▶ _TASK A_:
From the news story on the generic drug ruling, quote the part that opens with the words containing "A link to Tuesday's" and closes with "a medically-induced coma.".
▶ _TASK B_:
In the news story on the generic drug ruling, turn the paragraph beginning "Rep. Henry Waxman (Calif.), who was among" into a short list that keeps its main facts.

In the wake of Monday's Supreme Court decision that blocked the ability of patients to sue generic drugmakers for design flaws in their medicine because it would conflict with Food and Drug Administration rules, members of Congress and consumer groups renewed their plea to the FDA to change those rules.

A link to Tuesday's Inquirer story is here.

Three senators and four representatives - all Democrats - sent a letter to FDA Commissioner Margaret Hamburg, urging her to make the changes happen so that patients who think they are harmed can seek redress in state courts.

Karen Bartlett was the plaintiff in the case that was decided Monday. The New Hampshire woman took a generic painkiller made by Philadelphia's Mutual Pharmaceutical Co., which is now part of Sun Pharmaceutical Industries, Ltd. Her adverse reaction included terrible skin reactions, near blindness, 12 operations and the need for a medically-induced coma.

Mutual had argued that FDA rules prevent a generic manufacturer from changing the composition of, or official label for, a drug once it is approved by the FDA because it is based on the brand-name drug.

Rep. Henry Waxman (Calif.), who was among the authors of the transformational legislation passed in 1984 that helped boost the generic drug industry, joined Congressmen Chris Van Hollen (Md.), Bruce Braley (Iowa), and Matthew Cartwright (Pa.) in signing the letter. Cartwright's 17th district runs from Pottsville to the Delaware River, then shifts north to touch Wilkes-Barre and Scranton. The senators were Tom Harkin (Iowa), Patrick Leahy (Vermont) and Al Franken (Minn.)

"We write to urge the Food and Drug Administration (FDA) to expedite its consideration of revisions to the FDA's drug labeling regulations to enable manufacturers of generic drugs to update patient safety labeling in appropriate circumstances," the letter to Hamburg said in part. "These changes are critically important to ensure that the public is adequately informed of the risks and benefits of prescription drugs, and that consumers who are injured by generic drugs have the same legal rights as those who are injured by the brand-name versions of the same drugs."

Waxman and Harkin had filed an amicus brief in the case, Mutual Pharmaceutical Co., v. Bartlett, 12-142, urging the court to find in favor of Bartlett.

Monday's decision mirrored an earlier Supreme Court decision that said generic drugmakers can't be sued in state court over failure to adequately warn patients because changing the official label for a drug would violate FDA rules. Those rules say generic products have to follow the official label of the brand-name drug.

Allison Zieve of the consumer advocacy group Public Citizen was the lead attorney who wrote the brief and she was dismayed by Monday's decision.

"This creates situation in which generic manufacturers have no responsibility or accountability for product design or labeling, a unique and disturbing situation for a consumer product in our country," Zieve said.

Meanwhile, Mira Desai, a spokeswoman for Mumbai-based Sun Pharma said in an overnight email that the company was pleased with the ruling.

The decision, she wrote, "preserves the exclusive authority of the FDA's scientific experts to determine the safety and efficacy of pharmaceutical products. We are pleased that the Supreme Court has recognized the importance of ensuring that affordable generic drugs remain available to citizens in all 50 states."

A link to the Supreme Court decision is here. Justice Samuel Alito wrote the majority opinion.

(Collection entries)
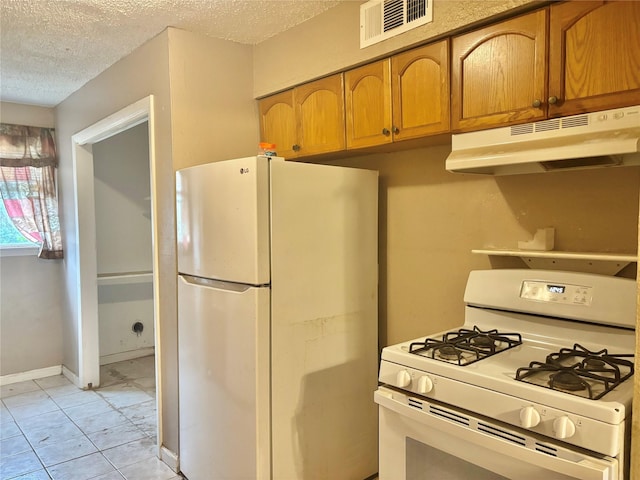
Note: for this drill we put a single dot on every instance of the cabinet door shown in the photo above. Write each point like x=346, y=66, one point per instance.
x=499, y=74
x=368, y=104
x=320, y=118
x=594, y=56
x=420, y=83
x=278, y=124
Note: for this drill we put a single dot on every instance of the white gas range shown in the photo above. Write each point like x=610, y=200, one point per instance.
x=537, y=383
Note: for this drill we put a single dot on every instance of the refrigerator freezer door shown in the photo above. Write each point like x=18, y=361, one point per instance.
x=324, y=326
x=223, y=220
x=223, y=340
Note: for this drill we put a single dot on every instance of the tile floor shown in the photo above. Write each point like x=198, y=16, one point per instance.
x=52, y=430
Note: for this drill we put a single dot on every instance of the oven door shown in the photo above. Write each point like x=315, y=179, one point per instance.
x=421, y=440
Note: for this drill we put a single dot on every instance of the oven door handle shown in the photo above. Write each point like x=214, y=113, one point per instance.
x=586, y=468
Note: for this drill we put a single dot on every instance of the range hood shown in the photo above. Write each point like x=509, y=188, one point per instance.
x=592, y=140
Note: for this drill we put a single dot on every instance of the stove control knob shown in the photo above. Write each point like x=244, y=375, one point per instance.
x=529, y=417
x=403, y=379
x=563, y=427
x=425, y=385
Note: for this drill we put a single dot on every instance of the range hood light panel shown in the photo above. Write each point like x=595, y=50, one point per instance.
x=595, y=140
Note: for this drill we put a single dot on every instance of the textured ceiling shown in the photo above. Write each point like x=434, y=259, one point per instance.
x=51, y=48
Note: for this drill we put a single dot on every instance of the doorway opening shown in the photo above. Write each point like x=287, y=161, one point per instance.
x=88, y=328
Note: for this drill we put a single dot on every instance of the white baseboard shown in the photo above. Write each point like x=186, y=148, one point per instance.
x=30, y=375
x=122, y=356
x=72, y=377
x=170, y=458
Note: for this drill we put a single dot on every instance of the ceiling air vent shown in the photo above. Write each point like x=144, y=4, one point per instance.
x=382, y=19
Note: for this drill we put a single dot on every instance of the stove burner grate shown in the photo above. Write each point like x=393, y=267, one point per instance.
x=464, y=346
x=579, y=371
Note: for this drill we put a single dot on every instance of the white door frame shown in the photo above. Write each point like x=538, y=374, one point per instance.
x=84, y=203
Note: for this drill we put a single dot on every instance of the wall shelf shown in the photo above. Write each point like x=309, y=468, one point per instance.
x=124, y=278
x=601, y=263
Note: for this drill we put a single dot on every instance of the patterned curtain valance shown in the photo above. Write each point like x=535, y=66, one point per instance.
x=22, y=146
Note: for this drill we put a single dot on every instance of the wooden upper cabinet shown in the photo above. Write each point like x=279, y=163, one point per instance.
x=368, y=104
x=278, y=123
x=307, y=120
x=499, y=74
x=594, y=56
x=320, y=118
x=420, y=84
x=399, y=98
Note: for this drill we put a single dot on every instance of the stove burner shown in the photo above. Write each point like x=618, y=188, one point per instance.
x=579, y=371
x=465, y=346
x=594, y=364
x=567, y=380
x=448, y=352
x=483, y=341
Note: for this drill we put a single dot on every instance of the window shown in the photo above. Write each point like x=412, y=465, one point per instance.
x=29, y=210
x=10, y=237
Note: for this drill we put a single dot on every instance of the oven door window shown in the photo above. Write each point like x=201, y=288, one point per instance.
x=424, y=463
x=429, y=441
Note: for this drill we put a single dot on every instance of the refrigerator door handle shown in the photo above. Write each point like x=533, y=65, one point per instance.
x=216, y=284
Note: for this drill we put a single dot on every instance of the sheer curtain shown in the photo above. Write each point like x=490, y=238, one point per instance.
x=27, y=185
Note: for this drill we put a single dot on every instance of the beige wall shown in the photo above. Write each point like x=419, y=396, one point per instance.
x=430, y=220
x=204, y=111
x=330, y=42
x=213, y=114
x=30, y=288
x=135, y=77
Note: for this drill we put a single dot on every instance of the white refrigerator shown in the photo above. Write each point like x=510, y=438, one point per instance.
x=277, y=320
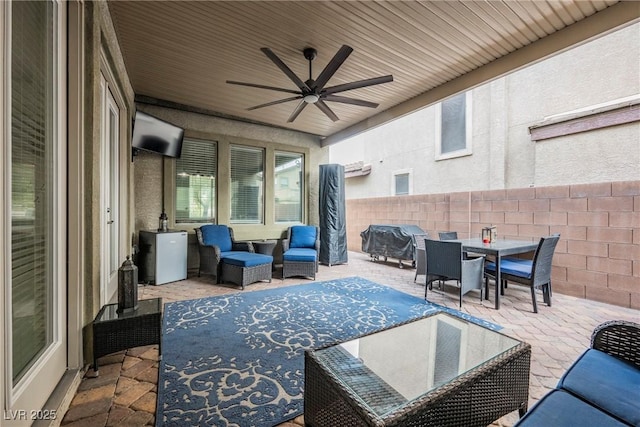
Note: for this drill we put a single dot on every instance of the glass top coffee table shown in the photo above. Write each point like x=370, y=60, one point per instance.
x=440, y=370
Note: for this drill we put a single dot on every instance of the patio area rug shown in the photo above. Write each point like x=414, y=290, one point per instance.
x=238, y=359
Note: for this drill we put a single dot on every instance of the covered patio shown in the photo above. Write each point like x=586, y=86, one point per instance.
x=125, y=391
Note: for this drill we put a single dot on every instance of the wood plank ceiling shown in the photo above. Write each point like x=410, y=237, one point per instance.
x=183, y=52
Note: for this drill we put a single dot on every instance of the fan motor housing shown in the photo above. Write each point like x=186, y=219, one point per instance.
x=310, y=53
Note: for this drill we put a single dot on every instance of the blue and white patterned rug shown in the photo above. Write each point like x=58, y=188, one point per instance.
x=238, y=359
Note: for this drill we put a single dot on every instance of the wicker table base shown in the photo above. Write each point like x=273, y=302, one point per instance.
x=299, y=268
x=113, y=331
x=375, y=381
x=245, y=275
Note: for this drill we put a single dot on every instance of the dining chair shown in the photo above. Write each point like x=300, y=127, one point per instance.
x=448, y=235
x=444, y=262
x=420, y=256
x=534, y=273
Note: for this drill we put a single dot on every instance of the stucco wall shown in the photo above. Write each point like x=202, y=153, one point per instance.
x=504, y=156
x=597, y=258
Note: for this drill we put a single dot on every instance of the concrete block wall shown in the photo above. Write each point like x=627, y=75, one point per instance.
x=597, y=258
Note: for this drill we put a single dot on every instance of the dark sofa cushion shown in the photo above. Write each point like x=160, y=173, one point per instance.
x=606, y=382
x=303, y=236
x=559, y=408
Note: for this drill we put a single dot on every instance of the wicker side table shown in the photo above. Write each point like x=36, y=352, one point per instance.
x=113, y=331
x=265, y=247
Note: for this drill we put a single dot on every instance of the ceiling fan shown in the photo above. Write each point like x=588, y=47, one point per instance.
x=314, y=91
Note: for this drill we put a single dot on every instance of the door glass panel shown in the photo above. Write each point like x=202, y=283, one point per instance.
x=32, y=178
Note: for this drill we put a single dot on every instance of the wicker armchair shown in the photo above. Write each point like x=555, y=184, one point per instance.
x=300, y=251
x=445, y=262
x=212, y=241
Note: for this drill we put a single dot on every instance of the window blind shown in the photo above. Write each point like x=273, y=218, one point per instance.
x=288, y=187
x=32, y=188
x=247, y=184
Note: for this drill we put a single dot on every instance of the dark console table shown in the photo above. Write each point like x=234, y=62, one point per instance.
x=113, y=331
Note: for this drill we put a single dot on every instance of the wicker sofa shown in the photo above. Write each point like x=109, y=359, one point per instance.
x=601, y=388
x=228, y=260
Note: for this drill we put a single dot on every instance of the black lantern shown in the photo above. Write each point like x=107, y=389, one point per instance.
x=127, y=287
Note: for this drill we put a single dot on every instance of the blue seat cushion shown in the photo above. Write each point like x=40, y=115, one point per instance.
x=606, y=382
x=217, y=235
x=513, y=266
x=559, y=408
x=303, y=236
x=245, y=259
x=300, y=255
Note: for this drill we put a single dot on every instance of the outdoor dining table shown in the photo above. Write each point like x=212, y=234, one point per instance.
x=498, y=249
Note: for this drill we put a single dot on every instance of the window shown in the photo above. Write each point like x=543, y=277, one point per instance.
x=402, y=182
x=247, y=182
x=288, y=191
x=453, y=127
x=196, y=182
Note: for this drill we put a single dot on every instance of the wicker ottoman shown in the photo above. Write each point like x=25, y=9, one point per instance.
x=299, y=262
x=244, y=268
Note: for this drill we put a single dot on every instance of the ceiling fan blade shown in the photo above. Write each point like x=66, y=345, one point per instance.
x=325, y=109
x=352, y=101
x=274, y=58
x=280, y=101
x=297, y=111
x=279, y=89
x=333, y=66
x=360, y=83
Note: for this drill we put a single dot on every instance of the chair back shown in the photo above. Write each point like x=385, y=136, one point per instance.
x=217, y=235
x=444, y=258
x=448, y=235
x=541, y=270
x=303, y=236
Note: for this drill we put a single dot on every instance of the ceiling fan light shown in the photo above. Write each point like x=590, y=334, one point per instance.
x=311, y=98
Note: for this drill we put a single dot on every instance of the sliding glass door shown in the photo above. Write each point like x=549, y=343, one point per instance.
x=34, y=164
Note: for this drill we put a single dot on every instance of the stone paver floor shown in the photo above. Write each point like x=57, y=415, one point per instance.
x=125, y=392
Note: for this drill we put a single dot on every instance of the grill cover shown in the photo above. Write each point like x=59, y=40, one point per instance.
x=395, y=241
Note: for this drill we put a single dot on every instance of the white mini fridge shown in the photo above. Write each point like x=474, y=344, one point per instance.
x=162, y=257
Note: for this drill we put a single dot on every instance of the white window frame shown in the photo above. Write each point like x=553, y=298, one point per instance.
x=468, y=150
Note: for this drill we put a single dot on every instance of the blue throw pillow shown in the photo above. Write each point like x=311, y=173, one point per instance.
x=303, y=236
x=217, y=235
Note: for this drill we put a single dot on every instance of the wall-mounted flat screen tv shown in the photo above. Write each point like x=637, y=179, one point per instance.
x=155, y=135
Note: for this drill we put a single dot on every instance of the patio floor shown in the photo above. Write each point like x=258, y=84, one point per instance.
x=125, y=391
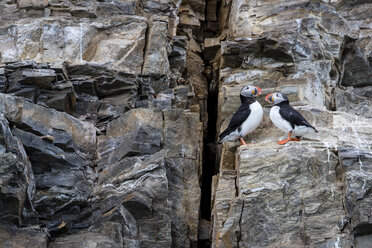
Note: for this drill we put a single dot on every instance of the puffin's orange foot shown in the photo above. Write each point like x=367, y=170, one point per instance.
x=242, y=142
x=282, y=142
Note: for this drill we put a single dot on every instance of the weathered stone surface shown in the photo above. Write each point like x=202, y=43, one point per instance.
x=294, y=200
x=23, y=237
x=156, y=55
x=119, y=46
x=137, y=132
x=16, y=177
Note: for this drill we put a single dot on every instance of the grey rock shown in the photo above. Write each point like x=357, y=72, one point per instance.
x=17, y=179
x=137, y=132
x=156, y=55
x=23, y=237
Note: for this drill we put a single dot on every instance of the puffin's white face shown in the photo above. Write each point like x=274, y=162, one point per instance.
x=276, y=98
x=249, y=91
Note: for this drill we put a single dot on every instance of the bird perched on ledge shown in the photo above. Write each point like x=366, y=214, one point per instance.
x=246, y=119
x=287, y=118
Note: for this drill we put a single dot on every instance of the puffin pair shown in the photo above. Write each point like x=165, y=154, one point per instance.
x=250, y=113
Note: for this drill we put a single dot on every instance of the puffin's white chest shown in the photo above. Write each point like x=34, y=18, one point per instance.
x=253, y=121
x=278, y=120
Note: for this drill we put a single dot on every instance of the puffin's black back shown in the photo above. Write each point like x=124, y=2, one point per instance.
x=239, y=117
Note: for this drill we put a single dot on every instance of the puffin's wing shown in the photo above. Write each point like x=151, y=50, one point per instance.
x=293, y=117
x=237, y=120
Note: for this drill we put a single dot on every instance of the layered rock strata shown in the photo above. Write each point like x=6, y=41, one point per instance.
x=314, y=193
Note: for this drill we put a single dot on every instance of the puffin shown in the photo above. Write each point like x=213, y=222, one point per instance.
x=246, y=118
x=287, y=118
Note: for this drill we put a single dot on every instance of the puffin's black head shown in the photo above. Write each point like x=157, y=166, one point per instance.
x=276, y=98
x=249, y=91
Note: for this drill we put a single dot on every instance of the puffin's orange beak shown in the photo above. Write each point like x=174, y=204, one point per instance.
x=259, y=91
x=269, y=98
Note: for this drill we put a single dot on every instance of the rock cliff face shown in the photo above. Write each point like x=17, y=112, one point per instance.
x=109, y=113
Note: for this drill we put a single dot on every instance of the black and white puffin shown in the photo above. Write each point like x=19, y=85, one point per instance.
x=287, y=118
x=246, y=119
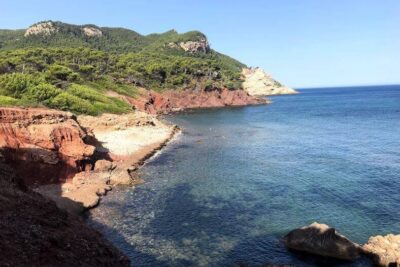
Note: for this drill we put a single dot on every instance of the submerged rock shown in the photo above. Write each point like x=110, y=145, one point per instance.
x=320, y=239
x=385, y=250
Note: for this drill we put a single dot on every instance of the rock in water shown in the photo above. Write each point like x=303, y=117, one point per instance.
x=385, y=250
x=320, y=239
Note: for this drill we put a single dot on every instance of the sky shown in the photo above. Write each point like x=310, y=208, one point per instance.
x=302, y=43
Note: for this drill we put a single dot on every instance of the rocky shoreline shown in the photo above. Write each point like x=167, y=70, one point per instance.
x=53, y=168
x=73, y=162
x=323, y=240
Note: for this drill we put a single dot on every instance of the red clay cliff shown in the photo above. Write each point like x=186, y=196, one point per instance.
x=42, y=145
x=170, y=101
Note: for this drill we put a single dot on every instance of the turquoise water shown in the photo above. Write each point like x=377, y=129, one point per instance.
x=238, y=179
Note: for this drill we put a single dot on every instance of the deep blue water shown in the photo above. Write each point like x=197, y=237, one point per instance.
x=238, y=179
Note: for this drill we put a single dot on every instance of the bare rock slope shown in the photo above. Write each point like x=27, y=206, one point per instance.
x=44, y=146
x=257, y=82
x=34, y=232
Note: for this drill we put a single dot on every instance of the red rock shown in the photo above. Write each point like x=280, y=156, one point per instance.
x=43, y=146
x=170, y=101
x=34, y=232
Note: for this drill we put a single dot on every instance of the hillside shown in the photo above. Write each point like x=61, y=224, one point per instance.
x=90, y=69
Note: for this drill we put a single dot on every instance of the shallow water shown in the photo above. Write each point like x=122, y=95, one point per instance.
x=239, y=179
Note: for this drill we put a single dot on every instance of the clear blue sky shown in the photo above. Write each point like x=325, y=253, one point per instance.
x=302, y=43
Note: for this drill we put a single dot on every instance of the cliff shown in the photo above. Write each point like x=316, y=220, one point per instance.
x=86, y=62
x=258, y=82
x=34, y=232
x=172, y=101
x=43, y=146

▶ _ANSWER SECTION A_:
A link to Tuesday's Inquirer story is here.

Three senators and four representatives - all Democrats - sent a letter to FDA Commissioner Margaret Hamburg, urging her to make the changes happen so that patients who think they are harmed can seek redress in state courts.

Karen Bartlett was the plaintiff in the case that was decided Monday. The New Hampshire woman took a generic painkiller made by Philadelphia's Mutual Pharmaceutical Co., which is now part of Sun Pharmaceutical Industries, Ltd. Her adverse reaction included terrible skin reactions, near blindness, 12 operations and the need for a medically-induced coma.

▶ _ANSWER SECTION B_:
- Rep. Henry Waxman (Calif.), one of the authors of the 1984 law that helped boost the generic drug industry, signed the letter.
- Representatives Chris Van Hollen (Md.), Bruce Braley (Iowa) and Matthew Cartwright (Pa.) also signed.
- Cartwright's 17th district runs from Pottsville to the Delaware River, then turns north to touch Wilkes-Barre and Scranton.
- The senators who signed were Tom Harkin (Iowa), Patrick Leahy (Vermont) and Al Franken (Minn.).